[Python-Dev] Splitting the PEP for adding a decimal type to Python

Michael McLay mclay@nist.gov
Fri, 27 Jul 2001 15:51:38 -0400

On Friday 27 July 2001 12:35 pm, Guido van Rossum wrote:
> [me]
> > I wasn't suggesting creating a separate interpreter, I was
> > suggesting adding a simple mechanism for allowing a new dialect of
> > Python to be added to the existing interpreter.
> Understood.  I see no big difference in having two binaries or one
> binary with a command line option; the two binaries effectively
> contain the same functionality, just with a different default.  I
> would vote for one binary; if you really think it's too much for your
> users to say "python -d" instead of "dpython", give them a script.  (I
> know that the -d option currently means something else.  That's a
> detail to worry about later.)

I decided to use a symbolic link to a different command name to set the 
default encoding of numerical literals. I did this because refer to the 
'dpython' command more concise than  "python -d".  The executable could also 
have command options to select between python and dpython modes.

> I'm not very fond of having multiple dialects.  There are lots of
> contexts where the dialect in use is not explicitly mentioned
> (e.g. when people discuss fragments of Python code).

I'm not fond of dialects when they don't serve a significant purpose.  
However, I believe it would be useful to at least discuss creating a special 
purpose "safe" mode for the Python lexer.  This mode would be attractive to 
newbies and financial programmers.  Calling this a new dialect is an 
overstatement.  It is more like defining a subset of the language that uses a 
special vocabulary for working with decimal types.

_RECORDS SUPPLIED:_
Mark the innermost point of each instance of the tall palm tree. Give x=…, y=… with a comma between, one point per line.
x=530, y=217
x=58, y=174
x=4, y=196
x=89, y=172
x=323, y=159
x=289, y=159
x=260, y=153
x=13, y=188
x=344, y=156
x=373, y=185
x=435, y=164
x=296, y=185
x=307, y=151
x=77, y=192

_WHAT TO DO:_ Write a continuation of the Python-Dev message about adding a decimal type, beginning after its final sentence. These rows were drawn from a separate source.

_TASK ANSWER:_
> > Another would be to use Unicode as the default character set.  This
> > would allow Unicode characters to be in strings without needing to
> > escape them.
> That's not a dialect, that's a different input encoding.  MAL already
> has a PEP for that.

I know about the PEP.  I was refering to making it the default string type 
for a '.dp' file.  There would be no prefix 'u' required.  

I'll remove this and the other unrelated items from the decimal type PEP

If you don't agree with the idea of adding dpython lexer mode then there is 
no point in discussing the features that would be in that mode.

> > The idea of adding a new language on top of the existing
> > infrastructure isn't that unusual. The gcc compiler can process many
> > languages to produce a common machine dependant object code.  I can
> > envision taking my simple changes a few steps further and turning
> > the entire tokenizer into a replaceable unit.  This approach would
> > allows projects to build other languages on top of the Python byte
> > code interpreter.  Imagine having Javascript, VBasic, or sh
> > tokenizer frontends generating Python bytecodes.  Think of it as the
> > pyNET architecture:-) This change probably belongs in Python4k.
> Or in Python .NET.  Decoupling the various part of the parse+compile
> pipeline is something I've considered.

Did you decide against it, or has it just not been a high enough priority?

> But again this has nothing to do with decimal numbers: your proposal
> allows the mixing of decimal and binary numbers (as long as one of
> them uses an explicit base indicator) so you don't really need two
> parsers -- you need one tokenizer plus a way to specify the default
> numeric base for literals.

That is exactly what I implemented.  The dpython command and the '.dp' cause 
the Py_USE_DECIMAL_AS_DEFAULT[1] flag to be set.  When this flag is set 
decimal numbers are used for literals.  

> I'll have to go back to your defense of the two dialect approach, but
> I think it's neither sufficient nor necessary.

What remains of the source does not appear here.